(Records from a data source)
═══
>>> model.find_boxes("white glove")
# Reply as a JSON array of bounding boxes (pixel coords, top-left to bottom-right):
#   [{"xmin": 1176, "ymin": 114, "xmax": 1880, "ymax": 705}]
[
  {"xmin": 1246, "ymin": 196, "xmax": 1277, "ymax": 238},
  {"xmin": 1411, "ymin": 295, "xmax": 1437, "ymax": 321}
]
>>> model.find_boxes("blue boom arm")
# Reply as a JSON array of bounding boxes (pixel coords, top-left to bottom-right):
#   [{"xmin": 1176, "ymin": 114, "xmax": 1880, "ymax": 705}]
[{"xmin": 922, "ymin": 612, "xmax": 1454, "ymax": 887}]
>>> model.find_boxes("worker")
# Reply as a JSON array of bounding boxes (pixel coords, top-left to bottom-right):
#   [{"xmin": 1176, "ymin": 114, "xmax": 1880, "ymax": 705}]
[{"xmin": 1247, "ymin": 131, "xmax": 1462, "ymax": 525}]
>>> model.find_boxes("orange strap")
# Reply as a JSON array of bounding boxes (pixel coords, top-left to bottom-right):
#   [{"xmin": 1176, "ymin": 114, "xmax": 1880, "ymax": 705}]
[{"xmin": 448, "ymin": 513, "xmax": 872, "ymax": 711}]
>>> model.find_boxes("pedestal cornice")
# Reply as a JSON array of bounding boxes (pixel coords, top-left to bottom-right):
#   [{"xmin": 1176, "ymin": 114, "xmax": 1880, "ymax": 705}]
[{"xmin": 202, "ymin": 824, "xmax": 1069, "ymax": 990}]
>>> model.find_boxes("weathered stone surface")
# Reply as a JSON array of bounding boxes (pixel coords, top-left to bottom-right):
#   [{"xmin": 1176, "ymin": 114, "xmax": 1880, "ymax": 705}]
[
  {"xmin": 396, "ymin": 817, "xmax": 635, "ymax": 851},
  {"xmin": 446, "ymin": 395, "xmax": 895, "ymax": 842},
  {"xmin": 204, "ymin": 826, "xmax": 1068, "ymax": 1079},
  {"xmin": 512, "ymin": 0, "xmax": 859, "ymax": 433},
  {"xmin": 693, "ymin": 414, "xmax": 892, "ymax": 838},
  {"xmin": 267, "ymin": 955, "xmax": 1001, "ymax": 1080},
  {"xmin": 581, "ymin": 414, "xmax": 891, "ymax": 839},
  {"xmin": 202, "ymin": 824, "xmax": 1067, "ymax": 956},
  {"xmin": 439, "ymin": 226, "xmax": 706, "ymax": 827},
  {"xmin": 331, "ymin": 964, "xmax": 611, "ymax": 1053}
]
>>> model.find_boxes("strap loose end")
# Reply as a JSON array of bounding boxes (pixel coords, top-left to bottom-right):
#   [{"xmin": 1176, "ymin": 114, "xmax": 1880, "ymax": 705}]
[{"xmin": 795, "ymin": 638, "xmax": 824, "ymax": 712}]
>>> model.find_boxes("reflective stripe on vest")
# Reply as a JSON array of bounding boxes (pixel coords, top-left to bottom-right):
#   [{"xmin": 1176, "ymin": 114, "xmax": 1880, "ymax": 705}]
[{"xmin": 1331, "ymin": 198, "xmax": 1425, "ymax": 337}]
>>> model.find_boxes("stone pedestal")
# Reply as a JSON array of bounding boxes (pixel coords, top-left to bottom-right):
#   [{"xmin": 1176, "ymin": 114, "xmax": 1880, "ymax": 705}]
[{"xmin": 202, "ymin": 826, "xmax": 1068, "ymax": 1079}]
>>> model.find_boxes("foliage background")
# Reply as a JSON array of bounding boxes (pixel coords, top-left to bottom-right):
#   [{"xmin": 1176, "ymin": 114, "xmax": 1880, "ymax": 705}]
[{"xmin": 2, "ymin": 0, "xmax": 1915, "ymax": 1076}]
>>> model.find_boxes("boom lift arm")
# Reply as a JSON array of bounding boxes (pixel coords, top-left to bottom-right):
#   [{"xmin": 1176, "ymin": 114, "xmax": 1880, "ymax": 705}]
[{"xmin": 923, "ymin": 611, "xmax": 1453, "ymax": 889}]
═══
→ **Required work**:
Copy out every record exactly.

→ **Exercise output**:
>>> model.find_boxes("white glove")
# Reply as a JSON array of bounding boxes (pixel coords, top-left to bottom-right):
#   [{"xmin": 1176, "ymin": 114, "xmax": 1880, "ymax": 705}]
[
  {"xmin": 1246, "ymin": 196, "xmax": 1277, "ymax": 238},
  {"xmin": 1411, "ymin": 295, "xmax": 1437, "ymax": 321}
]
>>> model.find_boxes("blue boom arm")
# Reply as a JSON array of bounding boxes (pixel coords, top-left to bottom-right):
#   [{"xmin": 1176, "ymin": 114, "xmax": 1880, "ymax": 705}]
[{"xmin": 922, "ymin": 612, "xmax": 1454, "ymax": 887}]
>>> model.find_boxes("worker")
# Reply as a JSON array of bounding boxes (pixel coords, top-left to bottom-right):
#   [{"xmin": 1176, "ymin": 114, "xmax": 1880, "ymax": 705}]
[{"xmin": 1247, "ymin": 131, "xmax": 1462, "ymax": 525}]
>>> model.find_boxes("orange strap")
# Reply as a JSON array of bounding boxes (pixel coords, top-left to bottom-right):
#   [{"xmin": 1176, "ymin": 114, "xmax": 1880, "ymax": 705}]
[{"xmin": 448, "ymin": 513, "xmax": 872, "ymax": 711}]
>>> model.find_boxes("pedestal cornice")
# Reply as a JSON array of bounding boxes (pixel coords, top-left to bottom-right):
#   [{"xmin": 1176, "ymin": 114, "xmax": 1880, "ymax": 705}]
[{"xmin": 202, "ymin": 824, "xmax": 1069, "ymax": 990}]
>>> model.find_boxes("weathered stone surface")
# Reply as a JSON array of bounding boxes (pixel coords, top-left to bottom-right):
#   [{"xmin": 1176, "ymin": 114, "xmax": 1880, "ymax": 705}]
[
  {"xmin": 396, "ymin": 817, "xmax": 635, "ymax": 851},
  {"xmin": 446, "ymin": 395, "xmax": 895, "ymax": 842},
  {"xmin": 204, "ymin": 826, "xmax": 1068, "ymax": 1079},
  {"xmin": 512, "ymin": 0, "xmax": 859, "ymax": 433},
  {"xmin": 693, "ymin": 414, "xmax": 892, "ymax": 838},
  {"xmin": 267, "ymin": 955, "xmax": 1001, "ymax": 1080},
  {"xmin": 581, "ymin": 414, "xmax": 891, "ymax": 839},
  {"xmin": 202, "ymin": 824, "xmax": 1067, "ymax": 956},
  {"xmin": 439, "ymin": 226, "xmax": 706, "ymax": 827},
  {"xmin": 331, "ymin": 964, "xmax": 611, "ymax": 1053}
]
>>> model.find_boxes("strap loose end")
# Reply as a JSON array of bounding boxes (pixel coords, top-left to bottom-right):
#   [{"xmin": 1176, "ymin": 114, "xmax": 1880, "ymax": 705}]
[{"xmin": 795, "ymin": 638, "xmax": 824, "ymax": 712}]
>>> model.find_boxes("reflective stripe on vest")
# Reply as a JSON array of bounding boxes (pixel coords, top-left to bottom-right):
#   [{"xmin": 1176, "ymin": 114, "xmax": 1880, "ymax": 705}]
[{"xmin": 1331, "ymin": 198, "xmax": 1425, "ymax": 337}]
>>> model.find_boxes("stone pedestal")
# Reply as a JSON array of bounding boxes (pixel coords, top-left to bottom-right):
#   [{"xmin": 1176, "ymin": 114, "xmax": 1880, "ymax": 705}]
[{"xmin": 202, "ymin": 826, "xmax": 1068, "ymax": 1079}]
>>> model.find_boxes("foliage background")
# Reply as a JSON array of bounding boxes (pixel coords, top-left to bottom-right):
#   [{"xmin": 1176, "ymin": 114, "xmax": 1880, "ymax": 705}]
[{"xmin": 2, "ymin": 0, "xmax": 1915, "ymax": 1076}]
>>> model.find_boxes("boom lift arm")
# Reply as a JSON array of bounding boxes (pixel coords, top-left to bottom-right):
#   [{"xmin": 1176, "ymin": 114, "xmax": 1880, "ymax": 705}]
[{"xmin": 923, "ymin": 611, "xmax": 1453, "ymax": 889}]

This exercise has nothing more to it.